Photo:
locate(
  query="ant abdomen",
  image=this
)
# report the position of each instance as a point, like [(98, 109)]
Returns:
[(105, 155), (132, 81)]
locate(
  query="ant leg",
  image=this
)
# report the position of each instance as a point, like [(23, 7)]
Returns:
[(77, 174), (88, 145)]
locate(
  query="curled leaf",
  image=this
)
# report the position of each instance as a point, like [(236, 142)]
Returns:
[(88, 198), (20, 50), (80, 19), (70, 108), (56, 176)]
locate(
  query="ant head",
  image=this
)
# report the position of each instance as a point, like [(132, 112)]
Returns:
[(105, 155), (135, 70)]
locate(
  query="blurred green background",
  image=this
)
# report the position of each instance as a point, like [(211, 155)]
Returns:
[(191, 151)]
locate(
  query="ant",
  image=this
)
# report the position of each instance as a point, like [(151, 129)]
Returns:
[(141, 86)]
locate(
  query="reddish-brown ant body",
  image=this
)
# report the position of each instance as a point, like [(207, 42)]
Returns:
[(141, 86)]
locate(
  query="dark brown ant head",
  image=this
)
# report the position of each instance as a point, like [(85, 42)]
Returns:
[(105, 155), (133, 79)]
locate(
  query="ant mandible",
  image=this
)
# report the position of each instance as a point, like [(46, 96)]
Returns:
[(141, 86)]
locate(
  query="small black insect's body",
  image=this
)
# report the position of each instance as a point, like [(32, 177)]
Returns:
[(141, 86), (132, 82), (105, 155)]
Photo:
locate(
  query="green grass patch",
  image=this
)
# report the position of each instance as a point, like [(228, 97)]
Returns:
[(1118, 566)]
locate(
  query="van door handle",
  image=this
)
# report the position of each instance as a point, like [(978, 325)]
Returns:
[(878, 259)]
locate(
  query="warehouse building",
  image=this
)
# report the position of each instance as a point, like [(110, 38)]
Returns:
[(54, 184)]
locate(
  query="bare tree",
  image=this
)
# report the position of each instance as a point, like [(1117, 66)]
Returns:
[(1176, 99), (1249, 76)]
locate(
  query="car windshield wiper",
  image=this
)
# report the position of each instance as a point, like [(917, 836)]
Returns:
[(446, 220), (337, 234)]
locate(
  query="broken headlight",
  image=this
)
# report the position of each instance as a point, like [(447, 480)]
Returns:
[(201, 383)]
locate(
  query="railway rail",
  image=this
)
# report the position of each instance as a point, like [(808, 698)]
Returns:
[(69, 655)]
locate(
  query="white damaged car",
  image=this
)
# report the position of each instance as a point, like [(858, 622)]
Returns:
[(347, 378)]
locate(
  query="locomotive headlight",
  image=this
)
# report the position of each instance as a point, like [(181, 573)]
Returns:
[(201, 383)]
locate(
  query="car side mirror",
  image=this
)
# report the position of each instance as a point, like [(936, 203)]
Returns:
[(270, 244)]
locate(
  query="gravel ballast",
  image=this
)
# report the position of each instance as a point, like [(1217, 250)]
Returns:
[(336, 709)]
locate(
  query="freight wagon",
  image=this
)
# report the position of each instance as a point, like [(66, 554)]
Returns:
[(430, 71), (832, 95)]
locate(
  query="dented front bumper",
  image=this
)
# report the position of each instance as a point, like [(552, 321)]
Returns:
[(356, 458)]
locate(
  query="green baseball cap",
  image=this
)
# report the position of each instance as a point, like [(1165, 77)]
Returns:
^^^^^^^^^^^^^^^^
» Problem details
Count the lines in the entries above that contain the string "body", matching case exactly, and give only the number.

» Solution for this task
2